» **What is being asked**
Although the entries hold pictures, only their words are printed back, exactly as given.

» **Record extracts**
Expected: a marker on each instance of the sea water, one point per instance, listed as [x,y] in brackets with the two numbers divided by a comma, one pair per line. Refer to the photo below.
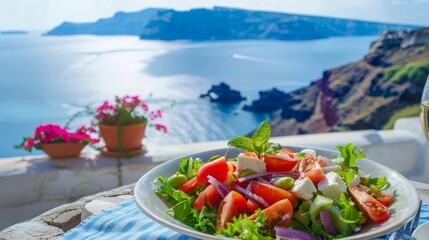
[46,79]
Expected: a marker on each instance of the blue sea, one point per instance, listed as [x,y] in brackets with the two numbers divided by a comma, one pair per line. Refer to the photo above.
[46,79]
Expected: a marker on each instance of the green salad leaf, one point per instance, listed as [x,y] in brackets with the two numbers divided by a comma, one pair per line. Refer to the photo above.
[261,136]
[349,213]
[347,175]
[350,156]
[379,183]
[183,210]
[243,143]
[259,143]
[243,228]
[189,167]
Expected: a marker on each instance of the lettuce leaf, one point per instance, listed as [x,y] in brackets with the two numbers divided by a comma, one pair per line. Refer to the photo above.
[350,156]
[349,213]
[189,167]
[347,175]
[243,228]
[183,210]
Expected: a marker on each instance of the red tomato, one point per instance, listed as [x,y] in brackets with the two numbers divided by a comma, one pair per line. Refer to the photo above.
[218,169]
[386,199]
[276,213]
[231,166]
[284,161]
[250,154]
[270,193]
[189,185]
[211,194]
[231,206]
[252,206]
[372,208]
[241,184]
[309,167]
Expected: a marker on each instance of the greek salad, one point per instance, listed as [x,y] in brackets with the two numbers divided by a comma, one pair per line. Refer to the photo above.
[272,192]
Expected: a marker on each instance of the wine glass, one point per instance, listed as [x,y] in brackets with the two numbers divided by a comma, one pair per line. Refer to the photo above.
[424,114]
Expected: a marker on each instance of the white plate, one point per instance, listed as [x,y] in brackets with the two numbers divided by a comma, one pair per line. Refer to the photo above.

» **Problem solution**
Expected: a marker on each instance of the sea water, one point per instance, listed as [x,y] in brackets with the two numbers divided by a comma, one pair per line. Refer to the photo below.
[46,79]
Expected: a marker on each instance of the blue sea, one point per instance, listed as [x,y] in brackets with the two numbers divided by a comma, one pair per line. Refer to the photo above.
[46,79]
Expected: a marker on each instance of the green salad leaf, one point per instance, listed as [x,y] in brackets with the two numbers divided by a comma, one pair per line. Refer to the photo above.
[261,136]
[349,213]
[347,175]
[350,156]
[379,183]
[183,210]
[243,143]
[259,143]
[243,228]
[189,167]
Expected: a marker on each instance of the lettuce leaf, one point per instance, listed as [x,y] in brackets with the two numbers divided by a comma, one pair per line. Refer to the photo above.
[350,156]
[349,213]
[189,167]
[347,175]
[243,228]
[183,210]
Expected: a marker on each instance of the red tomato, one point per instance, listed as [x,y] in brackets with the two numbers divided by a comma, one pair per line. Refer to the photo above.
[218,169]
[386,199]
[276,213]
[231,166]
[284,161]
[250,154]
[270,193]
[189,185]
[211,194]
[231,206]
[252,206]
[372,208]
[241,184]
[309,167]
Expected: a marker on each instance of the greek salad, one point per instance, listed as [x,y] in brackets with the two numbers divided by a comma, one pair per line. Refer to the photo above.
[272,192]
Expected: a marker on each instance of the wine glass, one point per instance, listed as [x,y] in brackets with the two numbers divided by a comma, one pair per line. Refer to the photo above.
[424,114]
Expected: a marker on each instance of the white plate, one point per instance, listed as [x,y] in brackets with the two numbers divided by a comma, one pair per line. Refer to the photo above.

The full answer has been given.